(Recorded data)
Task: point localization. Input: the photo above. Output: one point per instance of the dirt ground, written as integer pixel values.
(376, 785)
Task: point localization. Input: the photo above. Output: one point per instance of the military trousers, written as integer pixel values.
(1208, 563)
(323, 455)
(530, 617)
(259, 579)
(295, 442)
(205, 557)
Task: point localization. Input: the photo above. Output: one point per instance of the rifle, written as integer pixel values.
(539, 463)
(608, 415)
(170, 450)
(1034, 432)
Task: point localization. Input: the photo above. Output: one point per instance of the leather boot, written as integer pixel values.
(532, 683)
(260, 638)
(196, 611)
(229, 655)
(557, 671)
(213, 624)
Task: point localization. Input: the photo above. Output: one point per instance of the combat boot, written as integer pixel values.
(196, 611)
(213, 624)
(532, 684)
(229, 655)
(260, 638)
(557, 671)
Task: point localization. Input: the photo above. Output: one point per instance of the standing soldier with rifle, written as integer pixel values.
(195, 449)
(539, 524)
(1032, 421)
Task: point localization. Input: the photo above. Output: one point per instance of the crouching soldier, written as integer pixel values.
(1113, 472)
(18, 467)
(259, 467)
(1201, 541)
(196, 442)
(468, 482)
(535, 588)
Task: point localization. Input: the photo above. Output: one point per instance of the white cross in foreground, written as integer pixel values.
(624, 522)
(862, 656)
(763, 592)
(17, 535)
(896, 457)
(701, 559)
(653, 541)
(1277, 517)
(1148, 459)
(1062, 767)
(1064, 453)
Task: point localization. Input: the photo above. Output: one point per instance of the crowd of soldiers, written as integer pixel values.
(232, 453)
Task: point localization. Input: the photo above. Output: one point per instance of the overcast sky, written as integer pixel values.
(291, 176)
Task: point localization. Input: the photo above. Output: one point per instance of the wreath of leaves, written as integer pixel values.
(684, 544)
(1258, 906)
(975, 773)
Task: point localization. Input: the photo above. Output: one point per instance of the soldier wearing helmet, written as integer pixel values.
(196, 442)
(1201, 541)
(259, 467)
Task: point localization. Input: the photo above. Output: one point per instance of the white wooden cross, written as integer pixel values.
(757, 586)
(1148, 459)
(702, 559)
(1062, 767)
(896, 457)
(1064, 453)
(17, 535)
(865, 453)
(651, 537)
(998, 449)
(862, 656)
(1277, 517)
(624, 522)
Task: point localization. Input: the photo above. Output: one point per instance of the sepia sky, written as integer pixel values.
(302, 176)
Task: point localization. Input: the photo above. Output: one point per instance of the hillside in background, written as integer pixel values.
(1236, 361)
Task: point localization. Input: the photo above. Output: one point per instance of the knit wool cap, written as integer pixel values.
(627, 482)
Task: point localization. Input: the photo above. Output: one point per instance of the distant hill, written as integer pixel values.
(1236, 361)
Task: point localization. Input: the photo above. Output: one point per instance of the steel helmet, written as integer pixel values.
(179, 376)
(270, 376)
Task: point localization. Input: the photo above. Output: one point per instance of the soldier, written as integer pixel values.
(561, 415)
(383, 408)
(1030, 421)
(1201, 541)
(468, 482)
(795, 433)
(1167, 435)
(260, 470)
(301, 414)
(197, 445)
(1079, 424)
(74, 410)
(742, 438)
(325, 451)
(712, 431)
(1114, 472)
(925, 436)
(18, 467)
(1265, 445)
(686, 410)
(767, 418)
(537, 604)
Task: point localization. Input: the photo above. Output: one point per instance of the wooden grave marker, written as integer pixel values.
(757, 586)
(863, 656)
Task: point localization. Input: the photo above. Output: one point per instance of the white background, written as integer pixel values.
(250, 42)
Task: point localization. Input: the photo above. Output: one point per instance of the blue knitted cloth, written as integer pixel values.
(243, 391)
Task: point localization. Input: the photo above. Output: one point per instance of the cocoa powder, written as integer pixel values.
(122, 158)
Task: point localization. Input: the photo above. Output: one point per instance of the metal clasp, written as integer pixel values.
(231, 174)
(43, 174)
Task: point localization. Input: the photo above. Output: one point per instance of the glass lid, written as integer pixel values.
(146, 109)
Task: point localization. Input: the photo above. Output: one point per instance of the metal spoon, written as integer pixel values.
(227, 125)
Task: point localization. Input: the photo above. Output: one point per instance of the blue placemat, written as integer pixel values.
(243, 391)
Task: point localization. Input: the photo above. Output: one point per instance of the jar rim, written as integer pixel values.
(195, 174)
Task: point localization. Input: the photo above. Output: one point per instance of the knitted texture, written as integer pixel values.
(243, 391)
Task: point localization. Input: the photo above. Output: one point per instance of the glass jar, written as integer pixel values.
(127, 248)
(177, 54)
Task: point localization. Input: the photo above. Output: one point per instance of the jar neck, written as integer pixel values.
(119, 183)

**EXERCISE PROMPT:** Quote all of the entries verbatim.

**FINAL RESULT:**
Task: point localization. Input: the photo above. Output: one point per instance of the dirt ground, written as integer pixel values.
(376, 785)
Task: point localization. Input: the photo above. Output: one point per instance of the military trousers, written as integer pixel values.
(1208, 563)
(323, 455)
(530, 617)
(259, 579)
(295, 442)
(205, 557)
Task: point localization. Input: the photo above. Output: one point per instance of the rifle, written as integer pixel values.
(539, 463)
(608, 415)
(170, 450)
(1034, 432)
Task: point localization. Input: the photo above. Output: one point per instance of the leather boot, written as integer pixel values.
(532, 683)
(260, 638)
(196, 611)
(229, 655)
(557, 671)
(213, 624)
Task: point localization. Input: the photo above. Output: one point per instance of the combat boot, written as integer pixel values.
(196, 611)
(213, 624)
(532, 684)
(229, 655)
(260, 638)
(557, 671)
Task: point localization. Input: the photo above. Output: one point per instance of the standing soldier with rifle, written as integer pixel values.
(195, 449)
(539, 524)
(1032, 421)
Task: point localization. Input: the photo above. Output: one point per instance of the crouching soldier, written as integer pixel values.
(1113, 472)
(18, 467)
(259, 467)
(1201, 541)
(196, 442)
(468, 482)
(535, 588)
Task: point localization. Input: the photo above. Output: one point per instance of the white cross in foreground, written as integer pixel values.
(624, 522)
(862, 656)
(763, 592)
(17, 535)
(896, 457)
(701, 559)
(653, 541)
(1277, 517)
(1148, 459)
(1062, 767)
(1064, 453)
Task: point localization. Input: the photo above. Output: one point per instance of the crowd of soldiers, written as integer pixel values.
(232, 453)
Task: point localization. Input: the photo above. Output: one point per instance of the overcast sky, written as integer pixel values.
(291, 176)
Task: point localization. Input: the photo above. Output: one point per instance of the wreath of leaves, written as integer pixel values.
(684, 544)
(1258, 906)
(975, 773)
Task: point localization. Input: the photo above. Output: one point per instance of the soldier wearing helmet, written as integer pixel values.
(196, 442)
(1201, 541)
(259, 467)
Task: point localization. Input: the photo above. Output: one point per instance of the white wooden cross, written as integer pixel values.
(757, 586)
(1148, 459)
(702, 559)
(1062, 767)
(896, 457)
(1064, 453)
(17, 535)
(865, 453)
(651, 537)
(998, 449)
(862, 656)
(1277, 517)
(624, 522)
Task: point localization. Input: the photo above. Output: one point per instance of the sepia sky, written as integer pixel values.
(302, 176)
Task: point localization. Input: the photo above. Output: one point per instance of the hillside in background, written as integer pixel values.
(1236, 361)
Task: point localization. Input: the photo above. Output: one point per instance of the knit wool cap, written as integer pixel values.
(627, 482)
Task: point localization. Input: the photo above. Output: one point per instance of the distant hill, written as integer pixel values.
(1236, 361)
Task: point localization. Input: the photo above. Output: one point per instance of the steel helmet, written as integer pixel values.
(179, 376)
(270, 376)
Task: point localization. Input: the photo above. Output: one point per instance of the soldier, written as integer pixel values.
(561, 415)
(383, 408)
(1030, 421)
(1201, 541)
(468, 482)
(795, 433)
(1167, 435)
(260, 470)
(301, 414)
(197, 445)
(1079, 424)
(74, 410)
(742, 438)
(325, 451)
(712, 431)
(1114, 472)
(925, 436)
(18, 467)
(1265, 445)
(686, 410)
(767, 418)
(537, 604)
Task: point localization. Input: the photo above. Output: one point per instance of the wooden grave marker, written as integer pixel values.
(757, 586)
(863, 656)
Task: point localization. Input: the photo above. Output: one point per instance of the white background, written as integer pixel values.
(250, 42)
Task: point localization. Input: the photo above. Output: one point per instance of the blue knitted cloth, written as integer pixel values.
(243, 391)
Task: point localization. Input: the photo above. Output: one point per instance of the cocoa powder, written as integer pixel values.
(122, 158)
Task: point localization. Input: the photo above. Output: one point per instance of the metal clasp, written as integer pixel values.
(231, 174)
(43, 174)
Task: point localization. Input: the photo above. Output: one point per instance of the glass lid, written as integer pixel values.
(146, 109)
Task: point localization. Input: the photo above. Output: one point per instance of the metal spoon, written as integer pixel values.
(227, 125)
Task: point localization. Input: the photo above. Output: one point per instance of the blue placemat, written as integer pixel values.
(243, 391)
Task: point localization. Input: the photo above. Output: one point per instance of the jar rim, written as integer pixel values.
(195, 174)
Task: point localization. Input: the photo above. Output: one point per instance of the knitted texture, written as integer pixel values.
(243, 391)
Task: point localization. Input: the photo above. Output: one point per instance of the glass jar, written as integer pixel values.
(127, 248)
(177, 54)
Task: point localization. Input: the photo above. Output: one point per instance of the jar neck, written as integer pixel values.
(119, 183)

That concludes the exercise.